Stored records
......

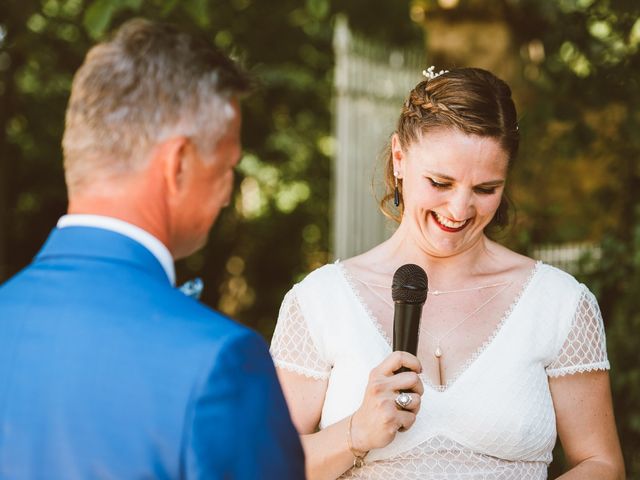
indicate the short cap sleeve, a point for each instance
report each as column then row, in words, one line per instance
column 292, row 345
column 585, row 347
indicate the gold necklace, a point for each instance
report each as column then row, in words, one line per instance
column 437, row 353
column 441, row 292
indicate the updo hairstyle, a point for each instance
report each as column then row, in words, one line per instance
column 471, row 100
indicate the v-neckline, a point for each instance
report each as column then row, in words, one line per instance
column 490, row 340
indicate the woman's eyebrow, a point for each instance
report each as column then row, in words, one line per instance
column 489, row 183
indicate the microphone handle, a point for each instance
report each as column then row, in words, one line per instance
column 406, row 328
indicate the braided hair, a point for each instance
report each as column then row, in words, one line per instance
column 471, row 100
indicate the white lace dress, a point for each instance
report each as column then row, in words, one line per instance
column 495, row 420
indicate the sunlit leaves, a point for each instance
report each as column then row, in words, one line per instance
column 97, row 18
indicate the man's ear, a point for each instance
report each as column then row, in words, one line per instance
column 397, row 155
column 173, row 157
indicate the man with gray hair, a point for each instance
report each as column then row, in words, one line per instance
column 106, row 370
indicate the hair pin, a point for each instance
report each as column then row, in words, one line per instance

......

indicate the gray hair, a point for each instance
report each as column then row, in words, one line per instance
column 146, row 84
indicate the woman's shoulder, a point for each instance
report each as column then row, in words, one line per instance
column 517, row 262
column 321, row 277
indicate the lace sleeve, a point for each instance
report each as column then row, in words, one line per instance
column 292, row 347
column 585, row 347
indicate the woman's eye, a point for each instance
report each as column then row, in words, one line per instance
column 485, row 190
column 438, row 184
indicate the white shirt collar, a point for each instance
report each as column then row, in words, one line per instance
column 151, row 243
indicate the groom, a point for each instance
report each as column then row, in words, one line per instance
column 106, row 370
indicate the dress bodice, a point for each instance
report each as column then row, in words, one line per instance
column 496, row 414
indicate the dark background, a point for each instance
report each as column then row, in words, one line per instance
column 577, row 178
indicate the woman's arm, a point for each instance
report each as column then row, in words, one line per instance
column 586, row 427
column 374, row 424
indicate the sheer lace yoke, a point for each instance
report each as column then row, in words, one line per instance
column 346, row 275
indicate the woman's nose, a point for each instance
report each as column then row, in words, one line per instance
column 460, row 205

......

→ **YOUR GOAL**: Each line above from the one with "indicate the short" up to and including the one with "indicate the gold" must be set down exactly, and no line outside that span may appear.

→ **TASK OUTPUT**:
indicate the short cap sleeve, a point for each instance
report each as column then row, in words, one line per instance
column 292, row 345
column 585, row 347
indicate the gold necklace, a point for each instance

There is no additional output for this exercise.